**WHAT IS NEEDED:** State how many lines of the entries below contain the word "woman". Case counts, so reply with that number alone.

Data records
##########

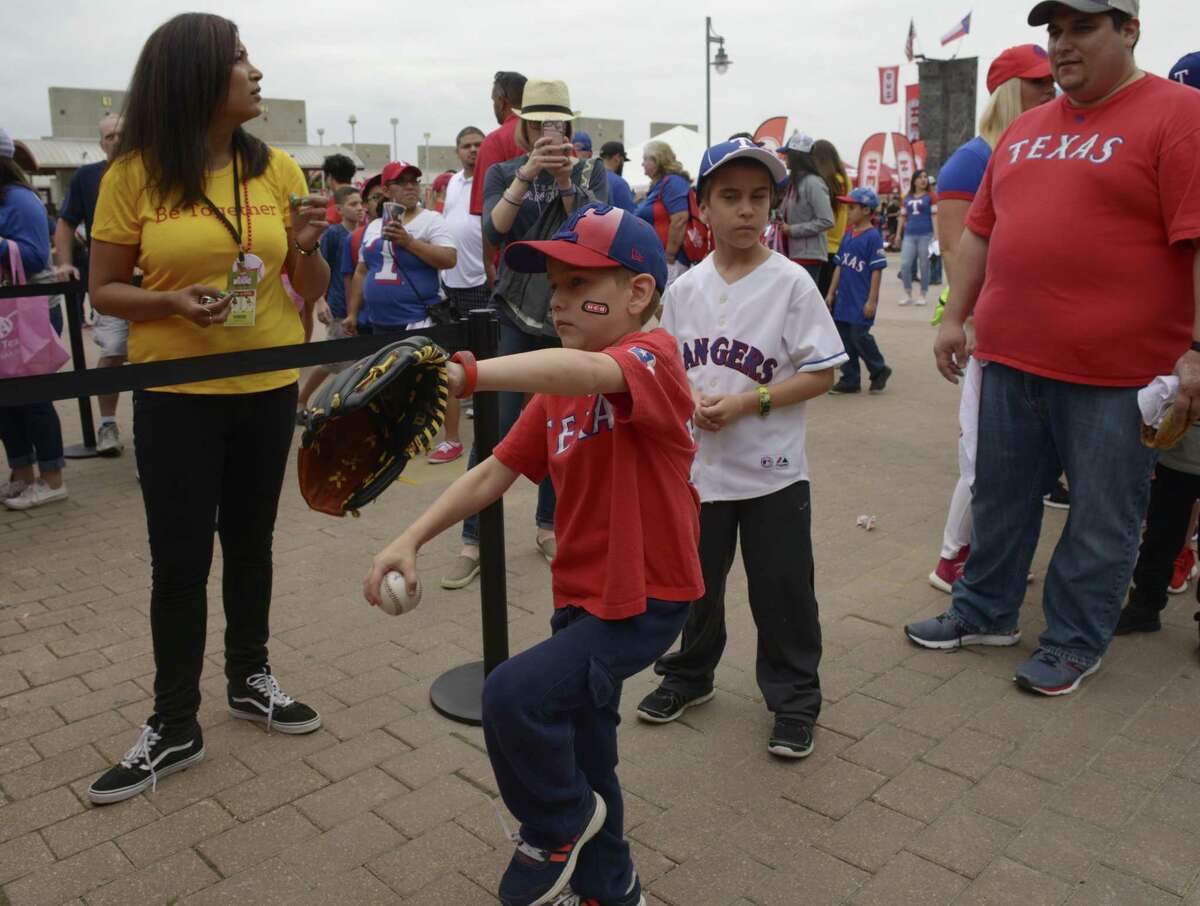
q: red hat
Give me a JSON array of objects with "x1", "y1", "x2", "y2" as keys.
[
  {"x1": 988, "y1": 44, "x2": 1050, "y2": 95},
  {"x1": 379, "y1": 161, "x2": 421, "y2": 186}
]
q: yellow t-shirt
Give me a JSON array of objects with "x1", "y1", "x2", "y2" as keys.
[
  {"x1": 826, "y1": 173, "x2": 850, "y2": 254},
  {"x1": 91, "y1": 149, "x2": 307, "y2": 394}
]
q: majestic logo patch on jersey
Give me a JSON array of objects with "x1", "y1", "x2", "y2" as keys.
[
  {"x1": 629, "y1": 346, "x2": 658, "y2": 371},
  {"x1": 683, "y1": 337, "x2": 779, "y2": 384}
]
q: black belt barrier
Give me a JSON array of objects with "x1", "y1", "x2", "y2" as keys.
[{"x1": 0, "y1": 281, "x2": 509, "y2": 725}]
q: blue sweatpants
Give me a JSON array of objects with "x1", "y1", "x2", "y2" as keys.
[{"x1": 484, "y1": 599, "x2": 690, "y2": 901}]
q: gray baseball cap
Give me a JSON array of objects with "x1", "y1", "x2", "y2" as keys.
[{"x1": 1030, "y1": 0, "x2": 1141, "y2": 25}]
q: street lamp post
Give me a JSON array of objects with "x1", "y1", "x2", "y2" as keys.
[{"x1": 704, "y1": 16, "x2": 733, "y2": 148}]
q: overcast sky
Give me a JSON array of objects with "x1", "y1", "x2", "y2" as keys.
[{"x1": 0, "y1": 0, "x2": 1200, "y2": 163}]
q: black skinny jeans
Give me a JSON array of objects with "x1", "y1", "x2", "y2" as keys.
[{"x1": 133, "y1": 384, "x2": 296, "y2": 730}]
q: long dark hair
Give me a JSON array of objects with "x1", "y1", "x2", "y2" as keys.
[
  {"x1": 812, "y1": 138, "x2": 850, "y2": 214},
  {"x1": 0, "y1": 157, "x2": 32, "y2": 202},
  {"x1": 118, "y1": 13, "x2": 271, "y2": 205},
  {"x1": 906, "y1": 170, "x2": 930, "y2": 198}
]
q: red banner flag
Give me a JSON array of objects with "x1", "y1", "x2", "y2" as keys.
[
  {"x1": 912, "y1": 140, "x2": 929, "y2": 170},
  {"x1": 904, "y1": 85, "x2": 920, "y2": 142},
  {"x1": 754, "y1": 116, "x2": 787, "y2": 151},
  {"x1": 892, "y1": 132, "x2": 917, "y2": 196},
  {"x1": 880, "y1": 66, "x2": 900, "y2": 104},
  {"x1": 858, "y1": 132, "x2": 888, "y2": 192}
]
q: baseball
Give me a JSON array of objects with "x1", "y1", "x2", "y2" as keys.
[{"x1": 379, "y1": 572, "x2": 421, "y2": 617}]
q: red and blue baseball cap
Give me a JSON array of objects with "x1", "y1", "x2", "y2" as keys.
[
  {"x1": 1168, "y1": 50, "x2": 1200, "y2": 88},
  {"x1": 504, "y1": 202, "x2": 667, "y2": 293}
]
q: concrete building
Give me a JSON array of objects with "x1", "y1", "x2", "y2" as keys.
[{"x1": 16, "y1": 86, "x2": 364, "y2": 204}]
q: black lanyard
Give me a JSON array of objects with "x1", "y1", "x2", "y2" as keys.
[{"x1": 200, "y1": 152, "x2": 248, "y2": 264}]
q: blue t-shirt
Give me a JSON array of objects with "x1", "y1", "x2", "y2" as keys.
[
  {"x1": 0, "y1": 184, "x2": 50, "y2": 271},
  {"x1": 937, "y1": 136, "x2": 991, "y2": 202},
  {"x1": 904, "y1": 192, "x2": 934, "y2": 236},
  {"x1": 833, "y1": 227, "x2": 888, "y2": 324},
  {"x1": 605, "y1": 167, "x2": 637, "y2": 214},
  {"x1": 59, "y1": 161, "x2": 108, "y2": 238},
  {"x1": 320, "y1": 223, "x2": 350, "y2": 320},
  {"x1": 635, "y1": 173, "x2": 691, "y2": 264}
]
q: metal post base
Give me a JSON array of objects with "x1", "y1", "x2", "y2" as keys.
[
  {"x1": 62, "y1": 444, "x2": 100, "y2": 460},
  {"x1": 430, "y1": 661, "x2": 484, "y2": 727}
]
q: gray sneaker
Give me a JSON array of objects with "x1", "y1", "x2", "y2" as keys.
[
  {"x1": 904, "y1": 611, "x2": 1021, "y2": 649},
  {"x1": 96, "y1": 421, "x2": 125, "y2": 456},
  {"x1": 1013, "y1": 648, "x2": 1100, "y2": 695}
]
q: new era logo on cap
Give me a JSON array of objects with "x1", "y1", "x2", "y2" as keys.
[{"x1": 504, "y1": 202, "x2": 667, "y2": 293}]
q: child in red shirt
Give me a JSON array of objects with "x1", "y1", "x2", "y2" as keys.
[{"x1": 364, "y1": 204, "x2": 703, "y2": 906}]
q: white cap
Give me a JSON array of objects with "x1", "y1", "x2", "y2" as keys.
[{"x1": 784, "y1": 131, "x2": 816, "y2": 154}]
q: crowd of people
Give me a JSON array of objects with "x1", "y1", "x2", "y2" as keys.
[{"x1": 0, "y1": 0, "x2": 1200, "y2": 906}]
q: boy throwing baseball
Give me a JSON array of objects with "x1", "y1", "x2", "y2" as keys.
[
  {"x1": 637, "y1": 139, "x2": 846, "y2": 758},
  {"x1": 364, "y1": 204, "x2": 703, "y2": 906}
]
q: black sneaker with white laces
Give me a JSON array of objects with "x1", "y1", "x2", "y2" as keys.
[
  {"x1": 229, "y1": 666, "x2": 320, "y2": 733},
  {"x1": 767, "y1": 718, "x2": 812, "y2": 758},
  {"x1": 88, "y1": 715, "x2": 204, "y2": 805}
]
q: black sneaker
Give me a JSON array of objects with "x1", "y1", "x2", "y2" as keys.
[
  {"x1": 229, "y1": 667, "x2": 320, "y2": 733},
  {"x1": 868, "y1": 365, "x2": 892, "y2": 394},
  {"x1": 767, "y1": 718, "x2": 812, "y2": 758},
  {"x1": 1112, "y1": 604, "x2": 1163, "y2": 636},
  {"x1": 1042, "y1": 479, "x2": 1070, "y2": 510},
  {"x1": 88, "y1": 715, "x2": 204, "y2": 805},
  {"x1": 637, "y1": 686, "x2": 716, "y2": 724}
]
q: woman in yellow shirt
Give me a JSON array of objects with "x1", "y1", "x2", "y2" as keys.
[{"x1": 88, "y1": 13, "x2": 329, "y2": 803}]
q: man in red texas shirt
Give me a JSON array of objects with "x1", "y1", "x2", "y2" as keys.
[
  {"x1": 905, "y1": 0, "x2": 1200, "y2": 695},
  {"x1": 470, "y1": 71, "x2": 526, "y2": 286}
]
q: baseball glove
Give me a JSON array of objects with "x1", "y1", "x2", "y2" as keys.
[{"x1": 299, "y1": 336, "x2": 450, "y2": 516}]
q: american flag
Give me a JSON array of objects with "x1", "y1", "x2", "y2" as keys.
[{"x1": 942, "y1": 13, "x2": 971, "y2": 47}]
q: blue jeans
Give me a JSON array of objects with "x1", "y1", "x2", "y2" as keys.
[
  {"x1": 834, "y1": 320, "x2": 887, "y2": 386},
  {"x1": 950, "y1": 362, "x2": 1154, "y2": 665},
  {"x1": 484, "y1": 599, "x2": 690, "y2": 902},
  {"x1": 462, "y1": 317, "x2": 562, "y2": 545},
  {"x1": 900, "y1": 233, "x2": 934, "y2": 296},
  {"x1": 0, "y1": 305, "x2": 66, "y2": 474}
]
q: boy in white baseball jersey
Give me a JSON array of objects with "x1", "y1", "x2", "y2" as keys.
[{"x1": 637, "y1": 139, "x2": 846, "y2": 758}]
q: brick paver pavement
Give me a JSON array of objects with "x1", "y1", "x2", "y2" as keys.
[{"x1": 0, "y1": 296, "x2": 1200, "y2": 906}]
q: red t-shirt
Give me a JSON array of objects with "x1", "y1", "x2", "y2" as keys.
[
  {"x1": 967, "y1": 74, "x2": 1200, "y2": 386},
  {"x1": 496, "y1": 330, "x2": 704, "y2": 619},
  {"x1": 470, "y1": 113, "x2": 524, "y2": 217}
]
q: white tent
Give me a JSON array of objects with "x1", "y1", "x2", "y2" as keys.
[{"x1": 622, "y1": 126, "x2": 708, "y2": 194}]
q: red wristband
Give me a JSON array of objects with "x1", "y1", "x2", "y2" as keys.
[{"x1": 450, "y1": 349, "x2": 479, "y2": 400}]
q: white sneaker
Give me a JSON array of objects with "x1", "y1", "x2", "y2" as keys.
[
  {"x1": 0, "y1": 481, "x2": 29, "y2": 500},
  {"x1": 4, "y1": 479, "x2": 67, "y2": 510},
  {"x1": 96, "y1": 421, "x2": 125, "y2": 456}
]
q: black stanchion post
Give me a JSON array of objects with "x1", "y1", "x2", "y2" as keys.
[
  {"x1": 62, "y1": 280, "x2": 100, "y2": 460},
  {"x1": 430, "y1": 310, "x2": 509, "y2": 725}
]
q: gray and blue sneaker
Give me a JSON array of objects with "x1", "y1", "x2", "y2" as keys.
[
  {"x1": 1013, "y1": 648, "x2": 1100, "y2": 695},
  {"x1": 904, "y1": 611, "x2": 1021, "y2": 650}
]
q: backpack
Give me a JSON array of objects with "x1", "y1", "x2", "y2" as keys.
[{"x1": 654, "y1": 178, "x2": 713, "y2": 264}]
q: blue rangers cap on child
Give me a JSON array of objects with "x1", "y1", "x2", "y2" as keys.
[
  {"x1": 1168, "y1": 50, "x2": 1200, "y2": 88},
  {"x1": 696, "y1": 138, "x2": 787, "y2": 184},
  {"x1": 504, "y1": 202, "x2": 667, "y2": 293},
  {"x1": 838, "y1": 186, "x2": 880, "y2": 211}
]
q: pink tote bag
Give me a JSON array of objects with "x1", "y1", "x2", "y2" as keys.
[{"x1": 0, "y1": 242, "x2": 71, "y2": 378}]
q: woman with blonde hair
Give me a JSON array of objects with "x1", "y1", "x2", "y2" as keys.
[
  {"x1": 635, "y1": 142, "x2": 691, "y2": 286},
  {"x1": 929, "y1": 44, "x2": 1055, "y2": 594}
]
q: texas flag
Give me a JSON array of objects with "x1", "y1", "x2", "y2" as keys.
[{"x1": 942, "y1": 13, "x2": 971, "y2": 47}]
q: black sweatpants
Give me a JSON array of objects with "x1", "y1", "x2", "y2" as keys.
[
  {"x1": 133, "y1": 384, "x2": 296, "y2": 730},
  {"x1": 654, "y1": 481, "x2": 821, "y2": 722},
  {"x1": 1129, "y1": 463, "x2": 1200, "y2": 613}
]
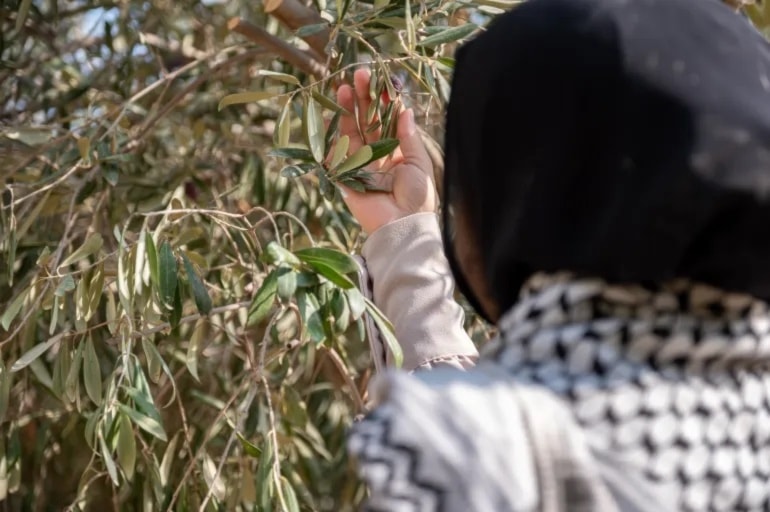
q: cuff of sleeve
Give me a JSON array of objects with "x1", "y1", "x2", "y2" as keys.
[{"x1": 361, "y1": 212, "x2": 441, "y2": 276}]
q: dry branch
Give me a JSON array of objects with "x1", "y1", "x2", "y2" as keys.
[
  {"x1": 265, "y1": 0, "x2": 331, "y2": 61},
  {"x1": 227, "y1": 18, "x2": 329, "y2": 78}
]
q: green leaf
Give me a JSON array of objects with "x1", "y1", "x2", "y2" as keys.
[
  {"x1": 142, "y1": 338, "x2": 162, "y2": 383},
  {"x1": 99, "y1": 436, "x2": 119, "y2": 485},
  {"x1": 83, "y1": 336, "x2": 102, "y2": 405},
  {"x1": 217, "y1": 91, "x2": 283, "y2": 110},
  {"x1": 54, "y1": 274, "x2": 75, "y2": 297},
  {"x1": 417, "y1": 23, "x2": 479, "y2": 48},
  {"x1": 182, "y1": 253, "x2": 212, "y2": 315},
  {"x1": 281, "y1": 476, "x2": 299, "y2": 512},
  {"x1": 123, "y1": 386, "x2": 160, "y2": 423},
  {"x1": 118, "y1": 404, "x2": 168, "y2": 441},
  {"x1": 0, "y1": 290, "x2": 29, "y2": 331},
  {"x1": 364, "y1": 298, "x2": 404, "y2": 368},
  {"x1": 297, "y1": 291, "x2": 326, "y2": 343},
  {"x1": 14, "y1": 0, "x2": 32, "y2": 33},
  {"x1": 11, "y1": 334, "x2": 63, "y2": 372},
  {"x1": 59, "y1": 233, "x2": 104, "y2": 267},
  {"x1": 367, "y1": 139, "x2": 398, "y2": 163},
  {"x1": 247, "y1": 269, "x2": 279, "y2": 326},
  {"x1": 324, "y1": 109, "x2": 340, "y2": 148},
  {"x1": 264, "y1": 241, "x2": 300, "y2": 266},
  {"x1": 335, "y1": 146, "x2": 373, "y2": 174},
  {"x1": 329, "y1": 135, "x2": 350, "y2": 169},
  {"x1": 118, "y1": 414, "x2": 136, "y2": 480},
  {"x1": 259, "y1": 69, "x2": 300, "y2": 86},
  {"x1": 310, "y1": 88, "x2": 350, "y2": 114},
  {"x1": 294, "y1": 247, "x2": 359, "y2": 274},
  {"x1": 305, "y1": 97, "x2": 326, "y2": 164},
  {"x1": 331, "y1": 288, "x2": 348, "y2": 333},
  {"x1": 273, "y1": 101, "x2": 291, "y2": 147},
  {"x1": 144, "y1": 232, "x2": 160, "y2": 287},
  {"x1": 345, "y1": 288, "x2": 366, "y2": 320},
  {"x1": 185, "y1": 318, "x2": 206, "y2": 382},
  {"x1": 235, "y1": 432, "x2": 262, "y2": 459},
  {"x1": 158, "y1": 434, "x2": 180, "y2": 488},
  {"x1": 168, "y1": 286, "x2": 183, "y2": 329},
  {"x1": 337, "y1": 178, "x2": 367, "y2": 192},
  {"x1": 158, "y1": 241, "x2": 179, "y2": 308},
  {"x1": 294, "y1": 23, "x2": 329, "y2": 37},
  {"x1": 276, "y1": 269, "x2": 297, "y2": 302},
  {"x1": 281, "y1": 165, "x2": 308, "y2": 178},
  {"x1": 295, "y1": 247, "x2": 358, "y2": 289},
  {"x1": 0, "y1": 363, "x2": 13, "y2": 424},
  {"x1": 267, "y1": 148, "x2": 313, "y2": 161}
]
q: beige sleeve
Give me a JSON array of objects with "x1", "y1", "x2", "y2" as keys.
[{"x1": 362, "y1": 213, "x2": 478, "y2": 371}]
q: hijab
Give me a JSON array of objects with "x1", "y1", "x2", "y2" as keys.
[{"x1": 443, "y1": 0, "x2": 770, "y2": 322}]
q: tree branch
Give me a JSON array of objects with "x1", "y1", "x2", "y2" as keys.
[
  {"x1": 227, "y1": 18, "x2": 329, "y2": 78},
  {"x1": 265, "y1": 0, "x2": 331, "y2": 62}
]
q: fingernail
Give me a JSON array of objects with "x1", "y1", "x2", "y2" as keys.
[{"x1": 403, "y1": 108, "x2": 417, "y2": 137}]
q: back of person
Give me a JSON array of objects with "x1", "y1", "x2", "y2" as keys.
[{"x1": 339, "y1": 0, "x2": 770, "y2": 512}]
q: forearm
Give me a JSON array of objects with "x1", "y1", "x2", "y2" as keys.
[{"x1": 363, "y1": 213, "x2": 477, "y2": 370}]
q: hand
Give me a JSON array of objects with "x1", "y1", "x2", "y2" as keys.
[{"x1": 337, "y1": 69, "x2": 437, "y2": 234}]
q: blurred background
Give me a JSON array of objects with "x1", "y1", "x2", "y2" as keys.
[{"x1": 0, "y1": 0, "x2": 770, "y2": 511}]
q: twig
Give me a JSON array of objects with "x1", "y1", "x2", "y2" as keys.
[
  {"x1": 323, "y1": 347, "x2": 366, "y2": 412},
  {"x1": 227, "y1": 18, "x2": 329, "y2": 78},
  {"x1": 132, "y1": 50, "x2": 266, "y2": 144},
  {"x1": 265, "y1": 0, "x2": 331, "y2": 61},
  {"x1": 132, "y1": 302, "x2": 251, "y2": 338},
  {"x1": 198, "y1": 429, "x2": 236, "y2": 512}
]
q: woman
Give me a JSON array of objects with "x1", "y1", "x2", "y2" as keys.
[{"x1": 339, "y1": 0, "x2": 770, "y2": 512}]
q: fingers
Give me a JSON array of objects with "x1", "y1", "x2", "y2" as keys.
[{"x1": 396, "y1": 108, "x2": 433, "y2": 175}]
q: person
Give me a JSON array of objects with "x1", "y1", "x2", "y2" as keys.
[{"x1": 338, "y1": 0, "x2": 770, "y2": 512}]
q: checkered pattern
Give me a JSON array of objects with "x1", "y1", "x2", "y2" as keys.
[{"x1": 350, "y1": 274, "x2": 770, "y2": 512}]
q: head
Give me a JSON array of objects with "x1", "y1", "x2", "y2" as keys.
[{"x1": 444, "y1": 0, "x2": 770, "y2": 321}]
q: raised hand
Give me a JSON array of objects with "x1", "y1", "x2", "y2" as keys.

##########

**FINISHED TASK:** 3